(Point placement data)
--------------------------------------------------

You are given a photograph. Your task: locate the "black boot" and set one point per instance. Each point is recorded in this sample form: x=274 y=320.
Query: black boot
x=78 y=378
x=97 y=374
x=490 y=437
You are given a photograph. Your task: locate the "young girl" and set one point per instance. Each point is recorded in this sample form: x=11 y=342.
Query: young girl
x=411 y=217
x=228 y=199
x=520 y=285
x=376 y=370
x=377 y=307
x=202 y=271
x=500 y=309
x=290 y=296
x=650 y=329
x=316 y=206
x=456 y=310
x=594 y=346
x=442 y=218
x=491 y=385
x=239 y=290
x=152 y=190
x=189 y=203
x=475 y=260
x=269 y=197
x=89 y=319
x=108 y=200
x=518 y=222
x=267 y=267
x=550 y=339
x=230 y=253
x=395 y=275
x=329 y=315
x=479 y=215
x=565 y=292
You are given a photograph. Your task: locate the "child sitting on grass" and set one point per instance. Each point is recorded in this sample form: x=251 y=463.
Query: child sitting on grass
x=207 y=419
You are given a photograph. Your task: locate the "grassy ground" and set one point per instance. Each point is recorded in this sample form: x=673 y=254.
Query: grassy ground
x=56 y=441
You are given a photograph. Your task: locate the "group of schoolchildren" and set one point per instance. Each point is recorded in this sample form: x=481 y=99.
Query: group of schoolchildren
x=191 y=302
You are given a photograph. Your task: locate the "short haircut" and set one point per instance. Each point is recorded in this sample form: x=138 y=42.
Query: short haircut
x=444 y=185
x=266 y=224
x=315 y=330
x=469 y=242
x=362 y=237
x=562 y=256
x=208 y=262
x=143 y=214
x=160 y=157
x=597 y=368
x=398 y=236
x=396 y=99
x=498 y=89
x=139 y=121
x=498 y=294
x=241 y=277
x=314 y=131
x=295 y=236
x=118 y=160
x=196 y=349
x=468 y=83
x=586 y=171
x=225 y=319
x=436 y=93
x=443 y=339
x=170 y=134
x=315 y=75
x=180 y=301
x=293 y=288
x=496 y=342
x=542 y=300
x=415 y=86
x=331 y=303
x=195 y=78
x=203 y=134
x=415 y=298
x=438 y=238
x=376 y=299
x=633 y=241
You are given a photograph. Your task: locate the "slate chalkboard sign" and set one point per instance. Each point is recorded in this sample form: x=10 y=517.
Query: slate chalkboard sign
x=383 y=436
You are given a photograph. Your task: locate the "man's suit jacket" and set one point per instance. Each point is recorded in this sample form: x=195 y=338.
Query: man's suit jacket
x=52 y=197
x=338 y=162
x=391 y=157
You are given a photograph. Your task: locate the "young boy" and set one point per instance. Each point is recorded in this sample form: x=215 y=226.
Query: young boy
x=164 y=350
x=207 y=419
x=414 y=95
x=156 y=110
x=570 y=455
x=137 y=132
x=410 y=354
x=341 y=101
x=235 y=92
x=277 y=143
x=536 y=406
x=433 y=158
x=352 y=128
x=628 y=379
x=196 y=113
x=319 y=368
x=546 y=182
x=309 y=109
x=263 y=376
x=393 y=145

--------------------------------------------------

• **Aim**
Could you rewrite all of the data above so that every "Query" becomes "Target", with nothing else changed?

• **Result of the exercise**
You are given a photograph. Your task: locate the "black boot" and set one point per instance. Each point is recorded in this sample form: x=274 y=320.
Target: black boot
x=78 y=378
x=97 y=374
x=490 y=437
You are given a photograph. Your task: locate the "young girl" and set one point per instance. Each point is recorded in this sample form: x=11 y=342.
Target: young girl
x=411 y=217
x=228 y=199
x=520 y=285
x=376 y=370
x=377 y=307
x=202 y=271
x=500 y=309
x=290 y=296
x=650 y=329
x=316 y=206
x=456 y=310
x=594 y=346
x=442 y=218
x=491 y=385
x=239 y=290
x=152 y=190
x=189 y=203
x=475 y=260
x=269 y=197
x=89 y=319
x=108 y=200
x=518 y=222
x=267 y=267
x=550 y=339
x=230 y=253
x=395 y=275
x=329 y=315
x=479 y=215
x=565 y=292
You are given a photograph. Your task: locate the "child sitting on grass" and set one point per instance. Each point is recorded in this sample form: x=251 y=463.
Target: child sitting on grass
x=207 y=419
You are given a photograph. Your task: locate the "grassy ground" and set one point per instance. Each point is recorded in this sample form: x=673 y=254.
Target: grassy ground
x=56 y=441
You are given a photograph. Your task: locate the "group of schoolchildren" and set one point per instance. Each point is recorded in this sample form: x=481 y=99.
Target: group of schoolchildren
x=191 y=302
You are given a photograph. Your task: locate the "short haircut" and set one point per instance. Each point is recorded in this sample form: x=138 y=42.
Target: short haircut
x=444 y=185
x=266 y=224
x=315 y=330
x=469 y=242
x=362 y=237
x=562 y=256
x=208 y=262
x=143 y=214
x=160 y=157
x=597 y=368
x=398 y=236
x=396 y=99
x=498 y=89
x=139 y=121
x=498 y=294
x=241 y=277
x=314 y=131
x=295 y=236
x=118 y=160
x=196 y=349
x=468 y=83
x=586 y=171
x=225 y=319
x=436 y=93
x=443 y=339
x=170 y=134
x=315 y=75
x=180 y=301
x=293 y=288
x=496 y=342
x=542 y=300
x=415 y=86
x=331 y=303
x=195 y=78
x=203 y=134
x=415 y=298
x=438 y=238
x=376 y=299
x=633 y=241
You are given a photograph. Your task: locate the "slate chalkboard sign" and set one point per instance. Each point is recorded in this sample form: x=10 y=517.
Target: slate chalkboard sign
x=383 y=436
You are given a photograph. Your task: locate the "man's suit jacket" and set one point per instance. Each point is recorded in this sample form: x=195 y=338.
Target: man's suit jacket
x=52 y=197
x=338 y=162
x=391 y=157
You are given a photograph. Your task: locate the "young boy" and set one point per instance. Each point is recorded in this sample form: x=215 y=226.
Target: young boy
x=164 y=350
x=207 y=419
x=414 y=95
x=156 y=110
x=570 y=455
x=137 y=132
x=410 y=354
x=341 y=101
x=235 y=92
x=277 y=143
x=536 y=406
x=433 y=158
x=352 y=128
x=628 y=379
x=196 y=113
x=319 y=368
x=546 y=182
x=309 y=109
x=263 y=376
x=393 y=145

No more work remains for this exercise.